● Given entries
☆ ☆ ☆ ☆

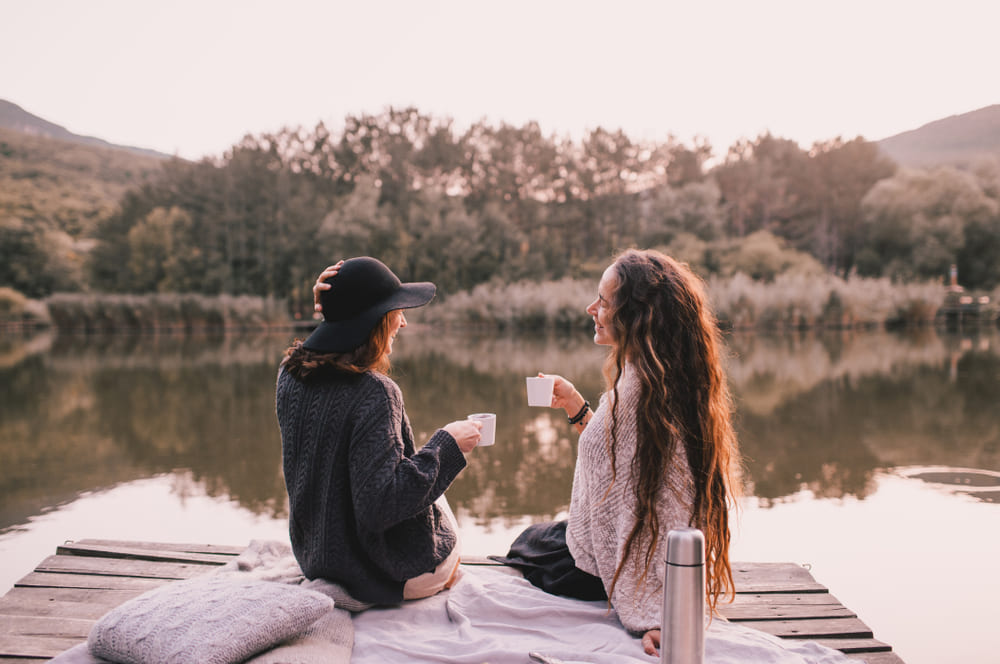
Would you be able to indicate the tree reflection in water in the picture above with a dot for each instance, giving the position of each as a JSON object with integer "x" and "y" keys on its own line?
{"x": 822, "y": 412}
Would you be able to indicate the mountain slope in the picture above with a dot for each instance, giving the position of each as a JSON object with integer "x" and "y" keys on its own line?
{"x": 17, "y": 119}
{"x": 958, "y": 139}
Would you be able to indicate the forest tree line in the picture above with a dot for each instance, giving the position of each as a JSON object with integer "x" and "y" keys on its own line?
{"x": 505, "y": 203}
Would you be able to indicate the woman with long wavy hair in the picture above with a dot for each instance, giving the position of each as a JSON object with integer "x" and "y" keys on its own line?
{"x": 660, "y": 451}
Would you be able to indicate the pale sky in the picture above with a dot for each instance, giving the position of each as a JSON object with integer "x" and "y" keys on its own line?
{"x": 191, "y": 77}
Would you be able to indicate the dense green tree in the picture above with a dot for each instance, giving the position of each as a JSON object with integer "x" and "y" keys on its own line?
{"x": 915, "y": 222}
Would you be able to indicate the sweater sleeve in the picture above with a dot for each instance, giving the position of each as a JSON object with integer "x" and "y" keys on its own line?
{"x": 389, "y": 481}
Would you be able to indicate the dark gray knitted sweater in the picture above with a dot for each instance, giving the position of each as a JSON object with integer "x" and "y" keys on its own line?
{"x": 361, "y": 499}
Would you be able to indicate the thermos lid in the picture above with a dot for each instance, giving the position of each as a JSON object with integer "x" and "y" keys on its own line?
{"x": 685, "y": 546}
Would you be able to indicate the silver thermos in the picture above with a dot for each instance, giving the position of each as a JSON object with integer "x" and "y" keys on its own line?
{"x": 682, "y": 635}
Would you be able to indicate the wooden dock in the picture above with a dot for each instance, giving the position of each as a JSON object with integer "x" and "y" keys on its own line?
{"x": 53, "y": 608}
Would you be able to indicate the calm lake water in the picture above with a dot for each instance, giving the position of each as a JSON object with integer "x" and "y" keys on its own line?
{"x": 874, "y": 458}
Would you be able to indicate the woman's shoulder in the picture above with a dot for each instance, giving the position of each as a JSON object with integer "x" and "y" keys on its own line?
{"x": 377, "y": 385}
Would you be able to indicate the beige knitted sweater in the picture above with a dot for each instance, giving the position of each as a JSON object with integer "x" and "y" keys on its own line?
{"x": 599, "y": 525}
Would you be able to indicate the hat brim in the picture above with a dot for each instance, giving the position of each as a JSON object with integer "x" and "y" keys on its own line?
{"x": 346, "y": 335}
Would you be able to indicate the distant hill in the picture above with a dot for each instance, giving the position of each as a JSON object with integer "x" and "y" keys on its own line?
{"x": 64, "y": 185}
{"x": 958, "y": 139}
{"x": 16, "y": 118}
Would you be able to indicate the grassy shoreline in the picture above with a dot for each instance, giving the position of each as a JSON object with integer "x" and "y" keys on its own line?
{"x": 789, "y": 302}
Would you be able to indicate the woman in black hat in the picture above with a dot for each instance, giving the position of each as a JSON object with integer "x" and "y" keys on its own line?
{"x": 366, "y": 510}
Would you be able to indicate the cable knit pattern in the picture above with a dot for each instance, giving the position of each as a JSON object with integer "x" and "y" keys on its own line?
{"x": 209, "y": 620}
{"x": 361, "y": 498}
{"x": 599, "y": 525}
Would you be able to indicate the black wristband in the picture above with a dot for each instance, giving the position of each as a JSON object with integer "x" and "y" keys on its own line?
{"x": 576, "y": 419}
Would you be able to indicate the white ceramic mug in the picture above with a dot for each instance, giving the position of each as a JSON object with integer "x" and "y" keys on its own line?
{"x": 489, "y": 430}
{"x": 540, "y": 390}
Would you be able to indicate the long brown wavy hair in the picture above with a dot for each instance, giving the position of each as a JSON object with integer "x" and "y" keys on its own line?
{"x": 665, "y": 328}
{"x": 373, "y": 355}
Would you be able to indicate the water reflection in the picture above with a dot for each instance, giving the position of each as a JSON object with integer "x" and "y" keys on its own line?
{"x": 816, "y": 412}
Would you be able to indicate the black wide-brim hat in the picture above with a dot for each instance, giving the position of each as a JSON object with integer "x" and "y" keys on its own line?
{"x": 361, "y": 293}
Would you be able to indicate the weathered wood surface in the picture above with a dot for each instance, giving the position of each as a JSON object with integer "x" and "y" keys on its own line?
{"x": 53, "y": 608}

☆ ☆ ☆ ☆

● About this exercise
Return the material exactly as given above, picture-free.

● Answer for the task
Would you be able to indicate the tree reflection in water in the picture above with a dot for each instance, giving the position of each as a JSON object with integer "x" and "y" keys on its own line?
{"x": 822, "y": 412}
Would you be able to indicate the mountain slope in the picture above with a dot for each instance, giving the position of each as a JSON object with integer "x" and "y" keys on its own line?
{"x": 17, "y": 119}
{"x": 958, "y": 139}
Would you be able to indicate the forest tree line in the picture above with a dot for each instance, giving the position of each as a JSON object with integer "x" and "y" keys on its own line?
{"x": 505, "y": 203}
Would you be able to indicate the woman with long wavy hair in the picture above with a dot for each instance, giving the position of each as a JSON object with integer "x" and "y" keys on its own line?
{"x": 660, "y": 451}
Would you be able to indicate the pale sky in the picture above with a dot for each instance, giving the position of each as a JSON object with integer "x" and "y" keys on its own line?
{"x": 191, "y": 77}
Would you be able to indicate the dense green tree in the picture above with a dot for each instance, giving the position of each as a JSON object with integer "x" and "y" keys on its own line?
{"x": 915, "y": 222}
Would you be able to indicate the sweater sleeve in the picture above with a dot for each instance, giving the position of each as a JSON object with integer "x" and "y" keys on its own line?
{"x": 389, "y": 481}
Would you be able to indicate the dark gray knitted sweater in the picture above with a dot for each instance, giving the position of each as a JSON object with integer "x" and "y" keys on its own line?
{"x": 361, "y": 499}
Would you be able to indicate the thermos lid in the picture above with a dot for each instance, giving the position of each as a JSON object with integer "x" and "y" keys on its own line?
{"x": 685, "y": 546}
Would you be able to indicate the silver thermos in the picture above with a dot for each instance, giving the position of each as a JSON object with integer "x" and "y" keys on its own line?
{"x": 682, "y": 635}
Would you be able to indicate the wooden dock in the picture above with a dot for each instance, giving the position of each as a JSON object with integer "x" and "y" keys on its own line?
{"x": 53, "y": 608}
Would you be able to indicate the calm lake water in the picture above with a dot for each instance, giving the position of each as a JSON object with integer "x" and "y" keys on its own line?
{"x": 874, "y": 458}
Would you be able to indicate the woman's shoulder in the picture above with a dot for each instance, giving the position of each as a JSON object with integer "x" and "y" keys on its own line?
{"x": 377, "y": 385}
Would you be able to indicate the beige knitted sweater in the picture above with a dot for each instance, giving the position of each as a JSON object with integer "x" and "y" keys on its own line?
{"x": 599, "y": 525}
Would you be able to indicate the hat brim in the picture above with a dot for each instance, giving the position of each as a JSON object with integer "x" and "y" keys on its own line?
{"x": 346, "y": 335}
Would you be able to indicate the distant hill in the picture above with a dot for each instance, giving the position of each as a JSON object with integer "x" and "y" keys on its own line?
{"x": 64, "y": 185}
{"x": 958, "y": 139}
{"x": 16, "y": 118}
Would you be able to indicate the grassy shoreline in the picture above with a dot for each instance, giving the position of each as a JSON object with integer "x" and "y" keys on its own line?
{"x": 789, "y": 302}
Would you be able to indicate the woman in black hat in the picture above with a dot for each instance, giving the position of each as a JSON object with integer "x" and "y" keys on its own line?
{"x": 366, "y": 510}
Would you be able to indicate the cable knit pattern in the picture above with a dot for each instance, giving the position of each as a JSON object with integer "x" and "y" keys on its own line?
{"x": 209, "y": 620}
{"x": 361, "y": 498}
{"x": 599, "y": 525}
Would you be able to indicate the black wristband in the picture above with a dot for each instance, giving the position of each as a JSON object with integer "x" and "y" keys on its own line?
{"x": 576, "y": 419}
Would you be able to indicate the white ceramic mug in the picture above with a dot for each instance, giving the position of each as a JSON object with integer "x" and "y" keys on its own line?
{"x": 489, "y": 430}
{"x": 540, "y": 390}
Would you be able to indicate the long brown wavy hair in the picture above with a dot for each instance, giving the position of each as a JSON object with integer "x" and "y" keys on its own line?
{"x": 665, "y": 328}
{"x": 373, "y": 355}
Would you be able to indicate the water reflection in the picture above with a dot for each instance, giving the position of each as a JSON object with integer "x" and "y" keys on its own line?
{"x": 816, "y": 412}
Would you be able to indicate the black wide-brim hat in the picture above with a dot for each instance, giving the position of each as a JSON object with integer "x" and "y" keys on its own line?
{"x": 361, "y": 293}
Would you be able to indicate the weathered wood surface in the picture above with a dot for each instance, giving the position of each as a JSON object with integer "x" and "y" keys on its own line?
{"x": 53, "y": 608}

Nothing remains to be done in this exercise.